> REQUIRED TASK A
Answer these from the passage on military spending:
(i) What figure did global military spending reach in 2009?
(ii) On what date is the Global Day of Action on Military Spending proposed?
(iii) Whose annual report is that day meant to coincide with?

> TEXT EXTRACT
+===+

In fact, all eight MDGs combined cost less than a fifth of yearly military spending.

In 2009, global military spending surged to an all-time high of US $1.53 trillion. Given the numerous crises facing the planet — economic, environmental, health, diplomatic — it is imperative that we create a global movement to shift this money to human needs. We know that there are thousands of organizations and millions of individuals who support this point of view – what is needed is to begin a serious mobilizing effort to make it visible.

As part of this campaign, we propose a Global Day of Action on Military Spending for April 12, 2011 to coincide with the release of the Stockholm International Peace Research Institute’s annual report, which will include new figures on military expenditures. On this day, people all over the world will join together in joint actions to focus public, political, and media attention on the costs of military spending and the need for new priorities. Such events will help us to build the international network around this issue.

While each location will craft its own approach, we hope there will be a common focus on calling attention to the overall size of global military spending. This would need in most cases to be linked to a related national (or local) issue, such as the Afghanistan war, anti-bases efforts, arms trade deals, work against small arms, resources for nonviolent conflict resolution, Article 9 campaign etc. We very much hope that peace groups will use this as an opportunity to connect up with anti-poverty, environmental, pro-democracy organizations and others who share our perspective.

+===+

(Object point labels)
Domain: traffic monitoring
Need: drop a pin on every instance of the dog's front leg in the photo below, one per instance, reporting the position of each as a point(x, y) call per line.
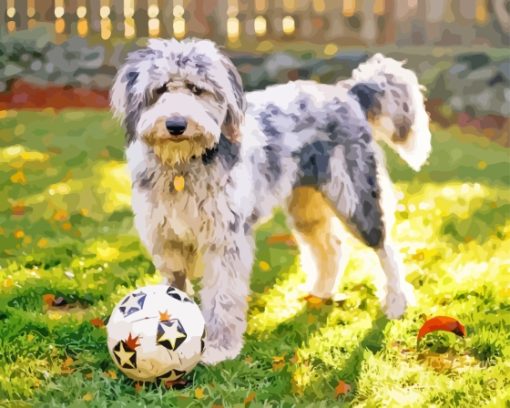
point(224, 294)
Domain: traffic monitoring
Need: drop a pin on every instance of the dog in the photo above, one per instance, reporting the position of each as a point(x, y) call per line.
point(208, 162)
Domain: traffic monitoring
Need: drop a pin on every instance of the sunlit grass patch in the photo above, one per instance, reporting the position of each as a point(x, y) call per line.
point(66, 230)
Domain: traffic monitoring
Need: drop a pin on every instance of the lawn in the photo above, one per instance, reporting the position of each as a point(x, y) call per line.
point(66, 233)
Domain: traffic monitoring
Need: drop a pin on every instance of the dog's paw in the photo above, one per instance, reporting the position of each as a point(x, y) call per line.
point(213, 354)
point(397, 301)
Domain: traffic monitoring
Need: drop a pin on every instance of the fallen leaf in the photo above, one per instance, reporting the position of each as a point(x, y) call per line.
point(285, 239)
point(249, 398)
point(199, 393)
point(278, 363)
point(295, 358)
point(19, 178)
point(443, 323)
point(179, 183)
point(48, 299)
point(97, 322)
point(59, 302)
point(88, 397)
point(66, 366)
point(342, 388)
point(264, 266)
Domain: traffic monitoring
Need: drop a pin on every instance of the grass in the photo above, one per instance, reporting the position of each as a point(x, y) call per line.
point(66, 230)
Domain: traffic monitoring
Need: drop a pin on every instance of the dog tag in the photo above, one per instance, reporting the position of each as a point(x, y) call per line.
point(179, 183)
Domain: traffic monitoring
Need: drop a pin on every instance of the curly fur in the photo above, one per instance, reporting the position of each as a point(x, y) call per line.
point(302, 146)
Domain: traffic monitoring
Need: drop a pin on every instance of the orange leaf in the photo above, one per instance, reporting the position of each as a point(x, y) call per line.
point(97, 322)
point(18, 209)
point(443, 323)
point(250, 397)
point(342, 388)
point(314, 302)
point(285, 239)
point(179, 183)
point(132, 342)
point(48, 299)
point(111, 374)
point(19, 178)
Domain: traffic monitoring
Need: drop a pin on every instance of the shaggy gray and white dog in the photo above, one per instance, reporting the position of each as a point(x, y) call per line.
point(208, 162)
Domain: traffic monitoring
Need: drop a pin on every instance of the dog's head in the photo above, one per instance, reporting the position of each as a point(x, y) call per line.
point(179, 97)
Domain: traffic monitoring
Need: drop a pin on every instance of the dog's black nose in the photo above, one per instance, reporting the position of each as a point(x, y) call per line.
point(176, 126)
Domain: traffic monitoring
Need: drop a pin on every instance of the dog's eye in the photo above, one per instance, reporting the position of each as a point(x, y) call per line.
point(161, 90)
point(194, 89)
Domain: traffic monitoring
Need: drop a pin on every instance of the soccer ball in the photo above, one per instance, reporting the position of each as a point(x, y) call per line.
point(156, 333)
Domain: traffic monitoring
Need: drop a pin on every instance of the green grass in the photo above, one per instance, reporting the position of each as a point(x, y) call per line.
point(66, 229)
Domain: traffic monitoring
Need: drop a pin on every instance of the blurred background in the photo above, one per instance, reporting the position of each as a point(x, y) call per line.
point(55, 50)
point(69, 251)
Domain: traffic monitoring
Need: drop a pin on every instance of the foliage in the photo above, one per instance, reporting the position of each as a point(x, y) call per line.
point(66, 231)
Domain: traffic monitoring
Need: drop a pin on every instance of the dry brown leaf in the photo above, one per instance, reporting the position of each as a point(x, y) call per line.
point(48, 299)
point(199, 393)
point(342, 388)
point(88, 397)
point(285, 239)
point(97, 322)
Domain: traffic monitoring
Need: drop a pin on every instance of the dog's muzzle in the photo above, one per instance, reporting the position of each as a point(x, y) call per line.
point(176, 125)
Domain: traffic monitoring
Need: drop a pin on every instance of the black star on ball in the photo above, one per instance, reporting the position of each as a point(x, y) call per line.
point(133, 303)
point(171, 334)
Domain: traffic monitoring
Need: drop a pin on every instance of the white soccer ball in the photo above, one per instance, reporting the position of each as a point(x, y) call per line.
point(156, 333)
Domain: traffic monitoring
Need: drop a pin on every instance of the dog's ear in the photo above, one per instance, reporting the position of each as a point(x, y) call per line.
point(122, 90)
point(236, 102)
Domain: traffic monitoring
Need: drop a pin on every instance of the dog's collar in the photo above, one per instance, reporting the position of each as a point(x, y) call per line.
point(226, 150)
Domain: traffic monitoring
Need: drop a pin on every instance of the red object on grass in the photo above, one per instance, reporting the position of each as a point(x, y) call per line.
point(444, 323)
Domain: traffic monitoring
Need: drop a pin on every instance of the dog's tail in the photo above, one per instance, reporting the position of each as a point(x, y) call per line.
point(393, 101)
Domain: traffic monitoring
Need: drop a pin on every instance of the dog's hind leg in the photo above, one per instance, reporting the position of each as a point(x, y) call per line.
point(316, 228)
point(352, 186)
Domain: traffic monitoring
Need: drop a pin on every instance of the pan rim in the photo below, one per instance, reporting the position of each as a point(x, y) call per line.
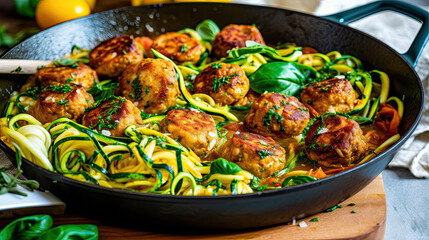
point(267, 193)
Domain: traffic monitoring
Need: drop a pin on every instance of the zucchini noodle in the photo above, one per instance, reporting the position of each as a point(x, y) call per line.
point(148, 160)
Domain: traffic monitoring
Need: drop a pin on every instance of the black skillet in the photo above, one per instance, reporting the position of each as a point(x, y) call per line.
point(277, 25)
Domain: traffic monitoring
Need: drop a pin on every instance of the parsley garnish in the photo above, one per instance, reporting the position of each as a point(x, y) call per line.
point(217, 82)
point(62, 102)
point(264, 153)
point(216, 66)
point(270, 114)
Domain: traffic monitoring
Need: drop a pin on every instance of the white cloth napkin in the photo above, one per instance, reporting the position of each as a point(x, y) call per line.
point(398, 31)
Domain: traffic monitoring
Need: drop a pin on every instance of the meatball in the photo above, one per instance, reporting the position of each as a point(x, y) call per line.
point(225, 83)
point(234, 36)
point(151, 84)
point(178, 47)
point(111, 57)
point(335, 142)
point(80, 75)
point(193, 129)
point(61, 101)
point(255, 153)
point(110, 117)
point(276, 115)
point(333, 95)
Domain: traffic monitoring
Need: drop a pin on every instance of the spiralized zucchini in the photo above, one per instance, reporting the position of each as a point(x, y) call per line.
point(147, 160)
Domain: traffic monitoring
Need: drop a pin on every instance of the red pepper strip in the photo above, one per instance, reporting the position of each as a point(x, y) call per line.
point(388, 119)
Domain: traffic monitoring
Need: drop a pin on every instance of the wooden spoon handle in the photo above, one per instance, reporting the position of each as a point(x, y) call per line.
point(20, 66)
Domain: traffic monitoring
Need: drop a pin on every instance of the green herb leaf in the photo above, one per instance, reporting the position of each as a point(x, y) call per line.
point(223, 166)
point(30, 227)
point(280, 77)
point(71, 231)
point(184, 48)
point(263, 153)
point(207, 30)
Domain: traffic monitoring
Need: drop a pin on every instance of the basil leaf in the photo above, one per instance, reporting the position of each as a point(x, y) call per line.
point(253, 48)
point(207, 30)
point(296, 180)
point(71, 232)
point(224, 166)
point(26, 228)
point(280, 77)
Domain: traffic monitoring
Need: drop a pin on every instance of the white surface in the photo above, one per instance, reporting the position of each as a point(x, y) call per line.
point(9, 203)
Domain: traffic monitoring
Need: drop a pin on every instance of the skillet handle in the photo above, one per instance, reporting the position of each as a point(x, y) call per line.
point(421, 15)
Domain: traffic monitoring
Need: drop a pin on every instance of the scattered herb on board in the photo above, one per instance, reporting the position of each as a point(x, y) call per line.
point(333, 208)
point(17, 70)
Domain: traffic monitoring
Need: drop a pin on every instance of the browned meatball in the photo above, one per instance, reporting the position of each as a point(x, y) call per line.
point(79, 75)
point(235, 36)
point(193, 129)
point(276, 115)
point(150, 84)
point(335, 142)
point(178, 47)
point(225, 83)
point(110, 117)
point(111, 57)
point(255, 153)
point(65, 101)
point(333, 95)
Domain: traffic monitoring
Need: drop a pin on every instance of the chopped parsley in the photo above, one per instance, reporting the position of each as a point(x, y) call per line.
point(105, 117)
point(216, 66)
point(62, 102)
point(17, 70)
point(270, 115)
point(137, 89)
point(217, 82)
point(333, 208)
point(66, 88)
point(264, 153)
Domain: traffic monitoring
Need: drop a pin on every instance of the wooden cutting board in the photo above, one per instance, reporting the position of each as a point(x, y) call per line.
point(368, 222)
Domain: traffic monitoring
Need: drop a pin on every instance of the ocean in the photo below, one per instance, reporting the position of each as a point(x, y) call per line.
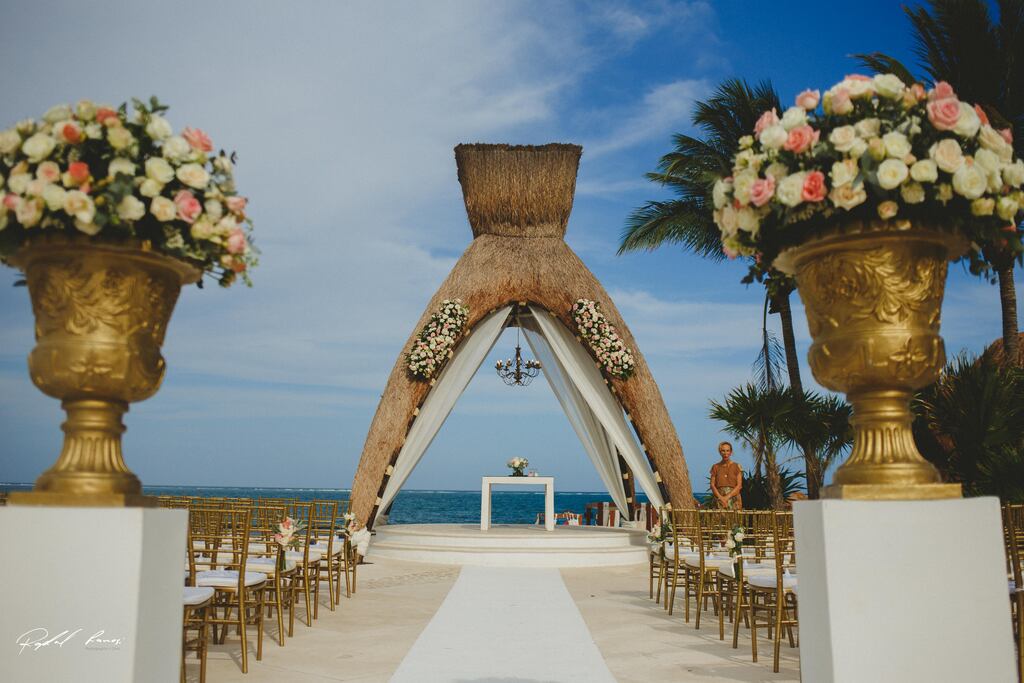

+===+

> REQUIRED TASK B
Echo the entries, everything from the first one down to the line containing "point(302, 146)", with both ends included. Omit the pictures.

> EXERCISE ANSWER A
(i) US $1.53 trillion
(ii) April 12, 2011
(iii) The Stockholm International Peace Research Institute's

> EXERCISE ANSWER B
Domain: traffic monitoring
Need: drop a pin on every instance of the dog's front leg in the photo below, one per instance, reporting the position of each as a point(x, y) call per line.
point(224, 294)
Domain: traffic monitoring
Need: drop a pin on every instance of the dog in the photo above, one per instance, reporting the position of each as a point(x, y) call per line.
point(208, 162)
Domain: traffic monitoring
Need: drop a pin on every instance of the sunlit grass patch in the photo above, one per instance, reporting the position of each as a point(x, y) call per line.
point(66, 230)
Domain: traffic monitoring
Need: drop a pin on every instance of the lawn in the photo above, one per instance, reporting the position of each as a point(x, y) call per line.
point(66, 233)
Domain: traffic monitoring
Need: drop a pin on every instance of the dog's paw in the photo above, one per instance, reporting the position of each as a point(x, y) call per line.
point(213, 354)
point(397, 301)
Domain: traffic monitoring
Need: drop a pin on every instance of the fallen leaf in the photo above, one per instance, reporting the position of each as a point(x, y) call per line.
point(285, 239)
point(249, 398)
point(199, 393)
point(278, 363)
point(295, 358)
point(19, 178)
point(443, 323)
point(179, 183)
point(48, 299)
point(97, 322)
point(59, 302)
point(88, 397)
point(66, 366)
point(342, 388)
point(264, 266)
Domain: traffic monitoring
Need: drop a pin on every instance of the grass in the photo above, one per instance, reporting the position of each as a point(x, y) call per line.
point(66, 230)
Domain: traffic monitoring
Need: drop a pin on every instance of the dog tag in the photo above, one per instance, reporting the position of each as a point(x, y) call per line.
point(179, 183)
Domain: traffic monitoring
Need: drop a pin on every instance of the curly fur in the photo above, one per instance, reporting the position of each as a point(x, y) call per line.
point(302, 146)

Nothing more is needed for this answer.